**Task instructions**: Return, word for word, the lines from the one containing "Each <instance> block" up to and including the one containing "box: [0, 174, 371, 262]".

**Data section**:
_ _ _ _ _ _ _

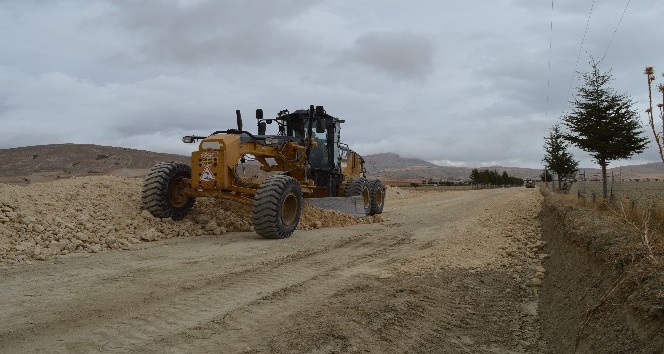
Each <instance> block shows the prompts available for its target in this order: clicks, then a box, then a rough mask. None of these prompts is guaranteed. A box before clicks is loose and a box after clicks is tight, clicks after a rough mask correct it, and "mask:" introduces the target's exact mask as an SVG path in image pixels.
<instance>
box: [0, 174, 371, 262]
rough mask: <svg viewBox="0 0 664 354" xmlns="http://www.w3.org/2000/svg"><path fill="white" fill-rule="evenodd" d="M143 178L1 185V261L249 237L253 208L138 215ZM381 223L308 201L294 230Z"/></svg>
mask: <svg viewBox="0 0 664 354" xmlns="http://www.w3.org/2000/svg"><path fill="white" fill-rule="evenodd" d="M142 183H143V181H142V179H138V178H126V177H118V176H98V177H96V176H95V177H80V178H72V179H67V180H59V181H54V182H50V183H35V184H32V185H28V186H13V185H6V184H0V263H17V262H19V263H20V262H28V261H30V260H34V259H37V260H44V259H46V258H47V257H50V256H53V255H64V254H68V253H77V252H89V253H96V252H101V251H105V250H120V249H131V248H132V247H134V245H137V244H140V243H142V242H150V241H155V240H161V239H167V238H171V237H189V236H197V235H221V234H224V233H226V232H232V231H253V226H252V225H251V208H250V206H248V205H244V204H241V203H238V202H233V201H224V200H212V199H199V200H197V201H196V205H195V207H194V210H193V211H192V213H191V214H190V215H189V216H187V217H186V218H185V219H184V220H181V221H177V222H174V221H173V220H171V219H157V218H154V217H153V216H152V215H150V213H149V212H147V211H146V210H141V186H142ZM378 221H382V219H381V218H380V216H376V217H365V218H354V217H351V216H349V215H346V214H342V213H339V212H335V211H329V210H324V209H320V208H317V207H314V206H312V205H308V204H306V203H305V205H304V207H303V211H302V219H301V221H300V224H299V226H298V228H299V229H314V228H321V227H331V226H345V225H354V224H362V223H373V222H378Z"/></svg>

_ _ _ _ _ _ _

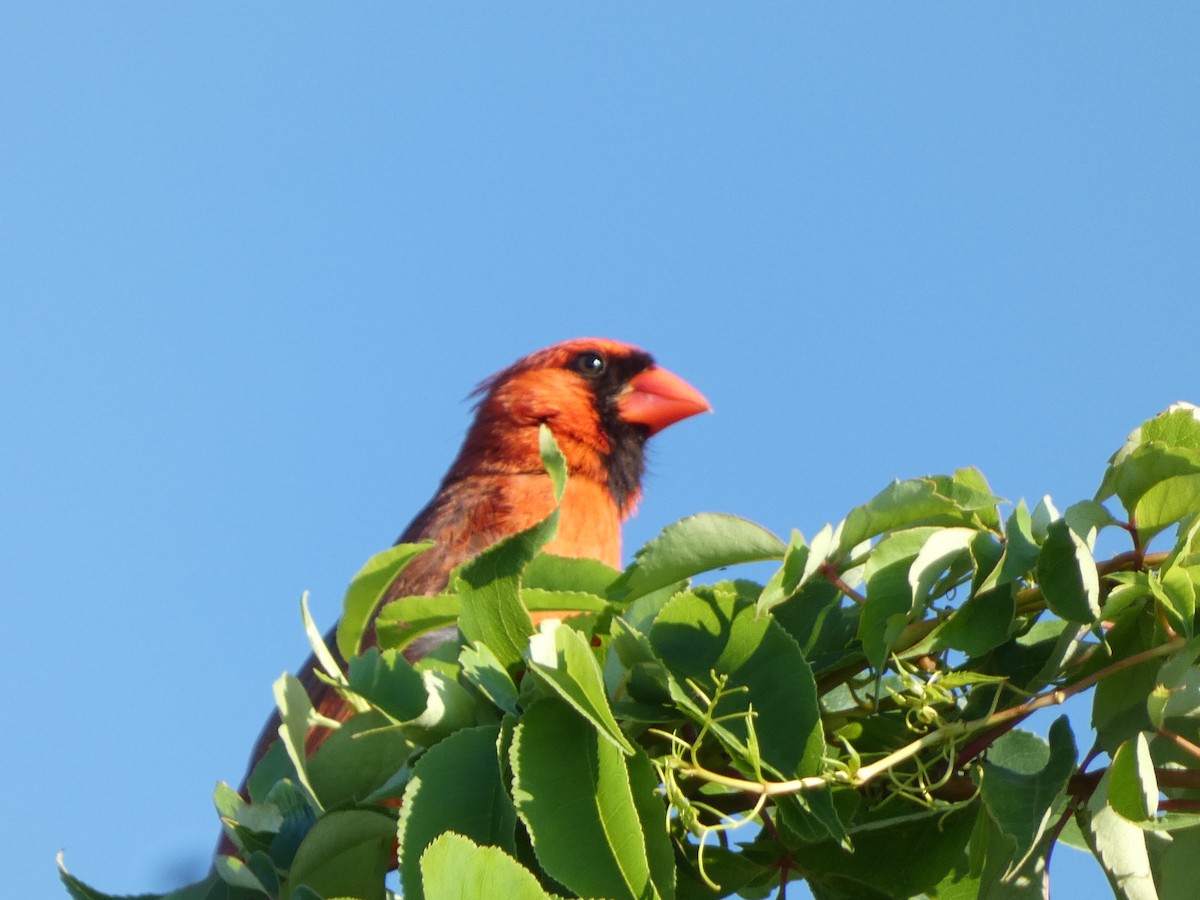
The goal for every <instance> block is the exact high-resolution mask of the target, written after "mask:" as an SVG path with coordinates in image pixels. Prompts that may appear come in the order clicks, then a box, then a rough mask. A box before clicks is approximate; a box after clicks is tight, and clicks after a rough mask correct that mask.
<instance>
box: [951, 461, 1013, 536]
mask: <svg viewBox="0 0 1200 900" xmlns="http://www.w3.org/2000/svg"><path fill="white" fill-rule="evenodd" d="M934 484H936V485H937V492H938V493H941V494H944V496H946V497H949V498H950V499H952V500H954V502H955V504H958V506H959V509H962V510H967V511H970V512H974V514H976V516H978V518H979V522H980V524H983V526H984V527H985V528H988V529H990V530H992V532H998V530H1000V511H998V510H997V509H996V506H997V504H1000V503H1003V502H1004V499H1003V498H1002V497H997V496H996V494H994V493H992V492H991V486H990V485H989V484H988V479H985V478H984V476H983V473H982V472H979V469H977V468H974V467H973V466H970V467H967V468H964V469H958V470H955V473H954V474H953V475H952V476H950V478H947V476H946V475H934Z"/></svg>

_ _ _ _ _ _ _

**Solution**:
Each <instance> block shows the prompts available for its target in this order: clicks, then a box, then a rough mask. None of these prompts is guaranteed. A box before clicks is loose and a box after clicks is tight, clicks after a rough mask correct it, and "mask:" introduces the target's exact mask as an SVG path in image pixels.
<instance>
box: [0, 174, 371, 262]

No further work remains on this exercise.